[Recorded data]
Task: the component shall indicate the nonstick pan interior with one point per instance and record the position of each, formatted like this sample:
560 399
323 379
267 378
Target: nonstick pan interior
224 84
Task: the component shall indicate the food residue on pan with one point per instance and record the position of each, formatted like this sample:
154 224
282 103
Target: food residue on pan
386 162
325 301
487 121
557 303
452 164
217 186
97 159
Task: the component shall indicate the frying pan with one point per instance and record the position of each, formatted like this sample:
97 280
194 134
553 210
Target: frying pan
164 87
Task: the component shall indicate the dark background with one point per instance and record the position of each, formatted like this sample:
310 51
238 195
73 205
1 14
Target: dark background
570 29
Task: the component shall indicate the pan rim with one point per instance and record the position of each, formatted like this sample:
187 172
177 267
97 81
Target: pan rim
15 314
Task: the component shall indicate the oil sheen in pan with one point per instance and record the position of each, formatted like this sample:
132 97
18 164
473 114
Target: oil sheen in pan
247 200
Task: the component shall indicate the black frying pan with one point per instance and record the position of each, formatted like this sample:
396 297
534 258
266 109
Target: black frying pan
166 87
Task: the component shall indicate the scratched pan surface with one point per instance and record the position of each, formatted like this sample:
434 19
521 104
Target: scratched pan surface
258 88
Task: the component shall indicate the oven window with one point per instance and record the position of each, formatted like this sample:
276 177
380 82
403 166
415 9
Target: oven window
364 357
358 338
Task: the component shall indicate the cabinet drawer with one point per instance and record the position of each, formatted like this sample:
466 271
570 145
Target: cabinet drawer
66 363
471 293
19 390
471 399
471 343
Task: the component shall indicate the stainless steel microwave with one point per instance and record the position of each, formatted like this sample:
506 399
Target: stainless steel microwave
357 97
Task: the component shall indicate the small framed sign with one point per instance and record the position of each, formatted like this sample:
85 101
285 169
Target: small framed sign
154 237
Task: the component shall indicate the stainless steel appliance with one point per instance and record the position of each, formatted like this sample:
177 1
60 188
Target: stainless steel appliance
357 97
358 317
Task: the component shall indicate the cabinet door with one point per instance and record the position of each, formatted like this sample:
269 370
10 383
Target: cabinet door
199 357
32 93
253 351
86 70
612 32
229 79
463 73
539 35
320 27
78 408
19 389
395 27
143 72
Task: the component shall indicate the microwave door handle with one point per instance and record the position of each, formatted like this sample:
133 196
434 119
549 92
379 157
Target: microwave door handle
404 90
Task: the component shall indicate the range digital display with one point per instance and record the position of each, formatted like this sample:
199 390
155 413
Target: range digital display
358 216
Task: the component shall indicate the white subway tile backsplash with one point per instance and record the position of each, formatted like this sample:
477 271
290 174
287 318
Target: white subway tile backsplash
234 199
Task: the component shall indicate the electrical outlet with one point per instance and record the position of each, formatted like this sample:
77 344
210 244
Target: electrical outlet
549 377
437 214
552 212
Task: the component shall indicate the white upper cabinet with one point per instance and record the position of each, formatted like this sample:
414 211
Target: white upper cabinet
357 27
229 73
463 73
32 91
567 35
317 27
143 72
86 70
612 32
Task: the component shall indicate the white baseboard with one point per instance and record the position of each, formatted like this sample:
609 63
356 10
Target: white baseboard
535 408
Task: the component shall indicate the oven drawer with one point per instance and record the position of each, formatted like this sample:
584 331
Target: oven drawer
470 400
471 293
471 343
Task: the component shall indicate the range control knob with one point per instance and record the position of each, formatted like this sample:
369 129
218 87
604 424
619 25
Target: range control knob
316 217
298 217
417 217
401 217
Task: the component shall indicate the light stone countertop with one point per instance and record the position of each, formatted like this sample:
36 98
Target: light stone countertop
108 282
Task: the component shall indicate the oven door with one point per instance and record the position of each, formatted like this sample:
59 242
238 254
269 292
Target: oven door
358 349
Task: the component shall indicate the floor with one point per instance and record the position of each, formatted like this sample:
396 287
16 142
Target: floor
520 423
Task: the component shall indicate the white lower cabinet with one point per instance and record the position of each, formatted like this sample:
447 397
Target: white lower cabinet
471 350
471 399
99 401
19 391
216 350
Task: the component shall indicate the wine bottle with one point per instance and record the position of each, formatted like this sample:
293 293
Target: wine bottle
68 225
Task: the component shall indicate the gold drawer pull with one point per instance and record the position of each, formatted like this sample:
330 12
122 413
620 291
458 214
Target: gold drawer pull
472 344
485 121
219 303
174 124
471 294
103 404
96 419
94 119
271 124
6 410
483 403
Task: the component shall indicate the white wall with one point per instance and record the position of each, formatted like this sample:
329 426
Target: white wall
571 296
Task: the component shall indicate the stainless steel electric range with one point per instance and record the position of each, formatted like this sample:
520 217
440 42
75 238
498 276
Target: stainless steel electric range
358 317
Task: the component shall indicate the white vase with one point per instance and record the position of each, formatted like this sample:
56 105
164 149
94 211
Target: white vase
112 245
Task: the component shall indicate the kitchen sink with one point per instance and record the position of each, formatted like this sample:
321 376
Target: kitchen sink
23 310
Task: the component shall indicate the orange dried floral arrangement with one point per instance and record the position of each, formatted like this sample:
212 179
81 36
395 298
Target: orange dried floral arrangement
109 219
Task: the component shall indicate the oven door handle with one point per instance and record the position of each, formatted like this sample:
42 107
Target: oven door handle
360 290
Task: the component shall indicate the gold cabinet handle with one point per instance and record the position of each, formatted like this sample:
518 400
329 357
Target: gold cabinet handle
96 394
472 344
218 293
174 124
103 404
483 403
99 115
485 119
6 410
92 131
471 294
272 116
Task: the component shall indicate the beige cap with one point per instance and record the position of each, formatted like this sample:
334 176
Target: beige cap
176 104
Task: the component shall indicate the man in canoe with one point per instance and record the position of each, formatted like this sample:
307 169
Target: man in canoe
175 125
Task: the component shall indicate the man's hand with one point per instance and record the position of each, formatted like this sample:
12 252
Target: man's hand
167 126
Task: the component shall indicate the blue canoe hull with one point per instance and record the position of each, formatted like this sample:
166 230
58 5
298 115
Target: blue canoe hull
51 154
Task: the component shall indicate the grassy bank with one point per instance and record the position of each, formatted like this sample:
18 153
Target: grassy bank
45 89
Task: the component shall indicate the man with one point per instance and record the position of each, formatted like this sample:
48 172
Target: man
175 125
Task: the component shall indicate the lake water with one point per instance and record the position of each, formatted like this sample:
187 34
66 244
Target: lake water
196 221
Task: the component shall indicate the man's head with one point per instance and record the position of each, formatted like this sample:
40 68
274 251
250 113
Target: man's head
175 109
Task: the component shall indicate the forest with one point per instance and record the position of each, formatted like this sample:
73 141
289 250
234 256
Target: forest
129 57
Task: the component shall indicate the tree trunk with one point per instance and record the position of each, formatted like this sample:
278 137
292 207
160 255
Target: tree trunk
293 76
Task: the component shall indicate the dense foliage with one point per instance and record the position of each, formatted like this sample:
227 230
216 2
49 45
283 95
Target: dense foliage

# EXERCISE PROMPT
Every line above that holds the string "dense" counts once. State how many such lines there are, as a number alone.

# WRITTEN RESPONSE
2